▸ **Extracted entries**:

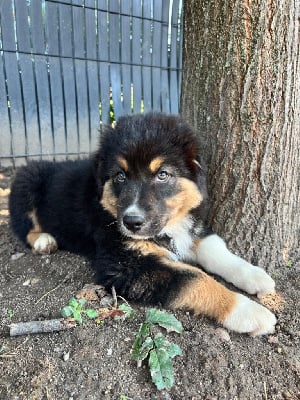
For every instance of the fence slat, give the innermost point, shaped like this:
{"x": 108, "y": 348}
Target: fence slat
{"x": 70, "y": 106}
{"x": 57, "y": 107}
{"x": 18, "y": 139}
{"x": 33, "y": 143}
{"x": 36, "y": 27}
{"x": 22, "y": 28}
{"x": 5, "y": 136}
{"x": 44, "y": 105}
{"x": 93, "y": 91}
{"x": 105, "y": 92}
{"x": 69, "y": 66}
{"x": 51, "y": 27}
{"x": 7, "y": 27}
{"x": 65, "y": 30}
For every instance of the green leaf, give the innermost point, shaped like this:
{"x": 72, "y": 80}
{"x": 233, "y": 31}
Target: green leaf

▸ **Stated task**: Write out all the entries word for word, but skip any images.

▸ **Answer to the problem**:
For every instance of the fence slat, give the innermost point, shaped like this:
{"x": 108, "y": 348}
Target: fence slat
{"x": 70, "y": 106}
{"x": 57, "y": 107}
{"x": 18, "y": 139}
{"x": 33, "y": 143}
{"x": 36, "y": 27}
{"x": 22, "y": 28}
{"x": 5, "y": 136}
{"x": 44, "y": 105}
{"x": 93, "y": 91}
{"x": 105, "y": 92}
{"x": 69, "y": 66}
{"x": 51, "y": 27}
{"x": 7, "y": 27}
{"x": 65, "y": 30}
For every instance of the green leaf, give the innermost point, shaped like this:
{"x": 72, "y": 80}
{"x": 233, "y": 31}
Target: green leaf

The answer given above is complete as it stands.